§ Goal of the exercise
In the part that opens with the line containing "locate --obj yellow" and closes with the line containing "[670,466,691,493]", change "metal fence panel" to "steel fence panel" and give those lines again with nothing else altered.

## begin Information shown

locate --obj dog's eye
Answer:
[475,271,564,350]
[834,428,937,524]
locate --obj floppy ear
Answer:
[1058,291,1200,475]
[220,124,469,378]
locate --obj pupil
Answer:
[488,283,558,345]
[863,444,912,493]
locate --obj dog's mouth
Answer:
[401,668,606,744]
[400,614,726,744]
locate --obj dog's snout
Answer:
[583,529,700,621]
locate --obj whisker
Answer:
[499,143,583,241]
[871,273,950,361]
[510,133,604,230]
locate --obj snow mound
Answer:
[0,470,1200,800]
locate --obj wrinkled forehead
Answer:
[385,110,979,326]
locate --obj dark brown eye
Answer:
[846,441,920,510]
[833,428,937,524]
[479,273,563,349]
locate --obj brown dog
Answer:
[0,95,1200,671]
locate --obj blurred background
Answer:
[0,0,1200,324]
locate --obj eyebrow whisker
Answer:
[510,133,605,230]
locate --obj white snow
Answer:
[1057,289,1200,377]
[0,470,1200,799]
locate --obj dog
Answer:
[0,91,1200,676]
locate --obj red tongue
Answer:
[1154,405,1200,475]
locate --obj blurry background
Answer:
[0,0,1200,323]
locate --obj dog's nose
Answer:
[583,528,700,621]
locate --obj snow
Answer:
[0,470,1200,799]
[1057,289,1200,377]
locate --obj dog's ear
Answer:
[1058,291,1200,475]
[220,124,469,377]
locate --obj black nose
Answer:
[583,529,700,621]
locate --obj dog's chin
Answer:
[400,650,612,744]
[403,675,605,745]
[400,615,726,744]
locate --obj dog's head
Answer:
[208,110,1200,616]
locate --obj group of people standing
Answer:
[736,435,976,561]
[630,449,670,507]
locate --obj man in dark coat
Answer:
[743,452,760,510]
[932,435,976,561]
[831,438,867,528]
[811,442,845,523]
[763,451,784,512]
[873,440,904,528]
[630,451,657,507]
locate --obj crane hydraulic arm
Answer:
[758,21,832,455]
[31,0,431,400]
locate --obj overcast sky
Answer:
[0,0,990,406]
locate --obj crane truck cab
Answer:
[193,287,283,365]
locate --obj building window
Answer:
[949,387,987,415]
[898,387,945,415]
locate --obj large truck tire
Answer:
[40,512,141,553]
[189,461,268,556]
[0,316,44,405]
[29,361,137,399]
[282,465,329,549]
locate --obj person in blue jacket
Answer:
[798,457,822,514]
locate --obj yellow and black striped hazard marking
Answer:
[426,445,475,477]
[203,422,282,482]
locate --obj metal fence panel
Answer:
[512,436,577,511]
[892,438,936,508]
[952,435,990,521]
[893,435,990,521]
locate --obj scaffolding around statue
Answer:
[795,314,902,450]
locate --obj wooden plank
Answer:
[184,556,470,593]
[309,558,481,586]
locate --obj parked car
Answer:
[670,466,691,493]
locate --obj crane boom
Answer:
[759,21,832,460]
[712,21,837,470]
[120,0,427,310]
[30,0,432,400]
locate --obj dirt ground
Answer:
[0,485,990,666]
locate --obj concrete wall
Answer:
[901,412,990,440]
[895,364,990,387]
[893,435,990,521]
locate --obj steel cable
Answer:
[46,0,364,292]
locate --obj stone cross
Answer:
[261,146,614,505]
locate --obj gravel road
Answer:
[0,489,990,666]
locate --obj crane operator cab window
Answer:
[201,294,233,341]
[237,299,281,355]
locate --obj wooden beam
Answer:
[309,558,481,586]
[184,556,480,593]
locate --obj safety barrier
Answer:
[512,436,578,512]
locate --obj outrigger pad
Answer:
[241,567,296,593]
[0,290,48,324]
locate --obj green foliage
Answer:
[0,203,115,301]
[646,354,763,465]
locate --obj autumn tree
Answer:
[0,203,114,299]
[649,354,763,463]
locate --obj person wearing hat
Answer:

## end Information shown

§ Answer to the task
locate --obj yellow and black striped hazard marking
Answer:
[426,445,475,477]
[203,422,282,482]
locate --obj steel fence panel
Answer:
[512,436,577,511]
[892,438,936,508]
[952,435,990,521]
[893,435,990,521]
locate --obj scaffolding around statue
Answer:
[795,314,902,450]
locate --obj wooden plank
Answer:
[184,556,470,593]
[309,558,481,586]
locate --obj parked car
Answer:
[670,466,691,493]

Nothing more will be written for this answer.